Objectives:
- A) In the Laurent series thread, what does γ stand for in the contour integral formula for the coefficients?
- B) Repeat the part of the Laurent series thread starting at "Can I find the" and ending at "the contour integral?".

Page excerpt:
::::::::

Finding Laurent Series-is it possible without contour integral I have to find the Laurent Series expansion for $$ f(z)= \frac {z^2 +1}  {2z-1} $$
around $ 1 \over 2$. I know that I can write $f(z)= \sum_{-\infty}^{+\infty} a_n(z- \frac{1}{2})^n $ , where $a_n = \frac{1}{2πi} \oint_γ \frac{f(z)dz}{(z-\frac{1}{2})^{n+1}} $  (γ is a closed path around 1/2).
Can I find the series expansion in a more "crude" way, using the geometric series? Can I split the fraction in such a way to form something like $1\over z-1$ , or do I have to use the contour integral? 
Moreover, in rational functions like f, is there always a way for building the expansion using the geometric series?
 A: An idea:
$$\frac{z^2+1}{2z-1}=\frac{\left(z-\frac12+\frac12\right)^2+1}{2\left(z-\frac12\right)}=\frac18\cdot\frac{\left(1+2\left(z-\frac12\right)\right)^2+4}{z-\frac12}=$$$${}$$
$$=\frac1{8(z-\frac12)}\cdot\left(5+4\left(z-\frac12\right)+4\left(z-\frac12\right)^2\right)=\frac5{8\left(z-\frac12\right)}+\frac12+\frac12\left(z-\frac12\right)$$
A: Here we have the nice situation that the denominator already has (besides a multiplicative factor) the form $$z-\frac{1}{2}$$ and the approach of @DonAntonio is the most appropriate.

With respect to the general case you are addressing we can always take a geometric series.
  
  
*
  
*We obtain a power series expansion of $\frac{1}{z+a}$ at $z=z_0$ via
  \begin{align*}
\frac{1}{z+a}
&=\frac{1}{(z-z_0)-(a-z_0)}=-\frac{1}{a-z_0}\cdot\frac{1}{1-\frac{z-z_0}{a-z_0}}\\
&=-\sum_{n=0}^{\infty}\frac{1}{(a-z_0)^{n+1}}(z-z_0)^n
\end{align*}
  
*The principal part of $\frac{1}{z+a}$ at $z=z_0$ is
  \begin{align*}
\frac{1}{z+a}&=\frac{1}{(z-z_0)-(a-z_0)}=\frac{1}{z-z_0}\cdot\frac{1}{1-\frac{a-z_0}{z-z_0}}\\
&=\frac{1}{z-z_0}\sum_{n=0}^{\infty}\frac{(a-z_0)^n}{(z-z_0)^n}\\
&=\sum_{n=1}^{\infty}\frac{(a-z_0)^{n-1}}{(z-z_0)^n}\
\end{align*}

::::::::

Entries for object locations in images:
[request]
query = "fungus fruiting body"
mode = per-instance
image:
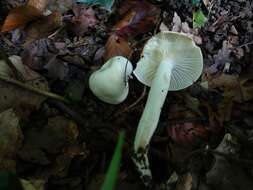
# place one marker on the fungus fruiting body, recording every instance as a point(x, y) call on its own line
point(110, 82)
point(171, 61)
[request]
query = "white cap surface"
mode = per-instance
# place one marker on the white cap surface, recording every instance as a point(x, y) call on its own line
point(110, 82)
point(180, 51)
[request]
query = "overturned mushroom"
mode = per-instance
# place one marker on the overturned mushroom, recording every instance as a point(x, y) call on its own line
point(110, 82)
point(171, 61)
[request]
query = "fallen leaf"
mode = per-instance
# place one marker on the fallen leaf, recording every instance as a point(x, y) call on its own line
point(38, 53)
point(38, 4)
point(107, 4)
point(199, 19)
point(138, 20)
point(57, 69)
point(33, 184)
point(116, 46)
point(83, 20)
point(20, 16)
point(185, 182)
point(43, 27)
point(61, 6)
point(12, 96)
point(11, 139)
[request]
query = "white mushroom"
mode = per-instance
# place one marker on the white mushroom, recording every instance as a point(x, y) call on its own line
point(171, 61)
point(110, 82)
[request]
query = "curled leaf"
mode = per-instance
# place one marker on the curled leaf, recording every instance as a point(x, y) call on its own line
point(20, 16)
point(116, 46)
point(44, 26)
point(139, 19)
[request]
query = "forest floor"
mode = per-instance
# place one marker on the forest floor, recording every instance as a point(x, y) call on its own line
point(205, 132)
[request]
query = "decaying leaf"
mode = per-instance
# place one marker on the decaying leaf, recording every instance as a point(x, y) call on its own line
point(138, 20)
point(107, 4)
point(83, 20)
point(20, 16)
point(139, 17)
point(116, 46)
point(61, 6)
point(13, 96)
point(185, 182)
point(38, 4)
point(44, 26)
point(199, 19)
point(10, 141)
point(33, 184)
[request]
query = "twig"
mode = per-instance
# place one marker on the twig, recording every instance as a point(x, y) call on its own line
point(32, 89)
point(227, 156)
point(14, 70)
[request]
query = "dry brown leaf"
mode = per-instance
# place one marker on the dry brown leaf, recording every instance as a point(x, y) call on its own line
point(185, 182)
point(60, 5)
point(19, 17)
point(12, 96)
point(38, 4)
point(83, 20)
point(44, 26)
point(11, 138)
point(139, 19)
point(116, 46)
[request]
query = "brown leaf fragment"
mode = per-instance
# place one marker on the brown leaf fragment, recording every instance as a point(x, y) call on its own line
point(20, 16)
point(116, 46)
point(139, 19)
point(11, 138)
point(44, 26)
point(83, 20)
point(185, 182)
point(38, 4)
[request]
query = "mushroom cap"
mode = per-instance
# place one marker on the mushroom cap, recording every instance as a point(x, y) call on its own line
point(110, 82)
point(177, 49)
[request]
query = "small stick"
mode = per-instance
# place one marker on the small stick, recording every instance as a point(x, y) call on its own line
point(14, 70)
point(32, 89)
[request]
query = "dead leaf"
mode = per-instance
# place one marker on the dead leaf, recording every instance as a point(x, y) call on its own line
point(12, 96)
point(43, 27)
point(246, 87)
point(33, 184)
point(116, 46)
point(57, 69)
point(185, 182)
point(20, 16)
point(10, 141)
point(139, 19)
point(221, 80)
point(38, 4)
point(83, 20)
point(38, 53)
point(179, 26)
point(61, 6)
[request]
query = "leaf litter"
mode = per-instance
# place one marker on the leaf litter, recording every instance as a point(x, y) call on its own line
point(54, 45)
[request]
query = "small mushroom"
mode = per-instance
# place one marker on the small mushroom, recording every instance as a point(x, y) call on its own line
point(110, 82)
point(171, 61)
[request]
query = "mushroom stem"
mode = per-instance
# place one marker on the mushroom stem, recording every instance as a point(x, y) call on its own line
point(151, 114)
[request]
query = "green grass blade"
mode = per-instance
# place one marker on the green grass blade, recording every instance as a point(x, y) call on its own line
point(113, 170)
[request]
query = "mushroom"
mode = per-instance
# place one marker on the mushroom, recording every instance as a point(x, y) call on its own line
point(110, 82)
point(170, 61)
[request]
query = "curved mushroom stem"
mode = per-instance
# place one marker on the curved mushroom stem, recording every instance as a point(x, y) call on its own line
point(150, 117)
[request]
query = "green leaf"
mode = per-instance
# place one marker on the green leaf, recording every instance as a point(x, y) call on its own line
point(113, 170)
point(199, 19)
point(107, 4)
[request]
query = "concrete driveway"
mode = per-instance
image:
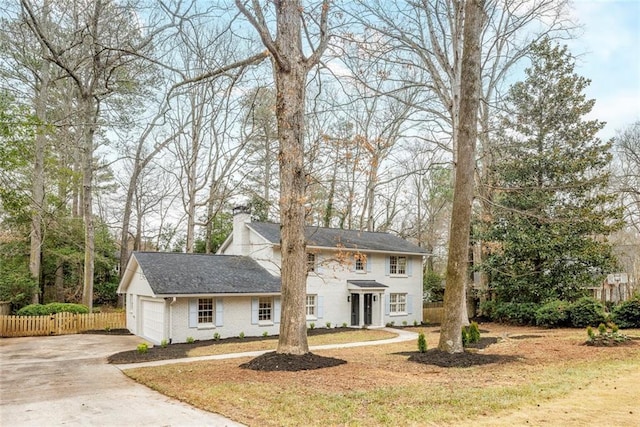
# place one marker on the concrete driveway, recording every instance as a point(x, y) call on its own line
point(65, 380)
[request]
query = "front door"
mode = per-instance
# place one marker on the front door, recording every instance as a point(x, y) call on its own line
point(355, 309)
point(368, 309)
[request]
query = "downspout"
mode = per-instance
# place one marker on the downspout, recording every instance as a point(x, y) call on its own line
point(173, 300)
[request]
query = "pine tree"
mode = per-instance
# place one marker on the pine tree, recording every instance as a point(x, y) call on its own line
point(553, 213)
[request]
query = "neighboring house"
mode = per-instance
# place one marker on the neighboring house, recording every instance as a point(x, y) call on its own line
point(355, 278)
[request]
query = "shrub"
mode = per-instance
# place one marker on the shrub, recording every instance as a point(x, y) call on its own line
point(473, 332)
point(519, 313)
point(52, 308)
point(465, 337)
point(553, 314)
point(586, 311)
point(605, 337)
point(104, 293)
point(422, 343)
point(627, 313)
point(488, 308)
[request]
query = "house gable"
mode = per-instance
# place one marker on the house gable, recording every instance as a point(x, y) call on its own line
point(320, 237)
point(198, 274)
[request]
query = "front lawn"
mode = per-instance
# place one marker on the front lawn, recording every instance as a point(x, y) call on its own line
point(379, 386)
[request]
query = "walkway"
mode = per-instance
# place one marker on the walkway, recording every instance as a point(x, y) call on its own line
point(402, 336)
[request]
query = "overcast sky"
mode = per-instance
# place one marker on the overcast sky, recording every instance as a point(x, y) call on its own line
point(609, 54)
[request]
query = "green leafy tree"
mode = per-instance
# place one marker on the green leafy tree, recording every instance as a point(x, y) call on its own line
point(548, 233)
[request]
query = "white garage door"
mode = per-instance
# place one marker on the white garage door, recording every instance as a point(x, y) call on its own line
point(153, 320)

::::::::

Responses:
- A) A closed path around 1/2.

- B)
Can I find the series expansion in a more "crude" way, using the geometric series? Can I split the fraction in such a way to form something like $1\over z-1$ , or do I have to use the contour integral?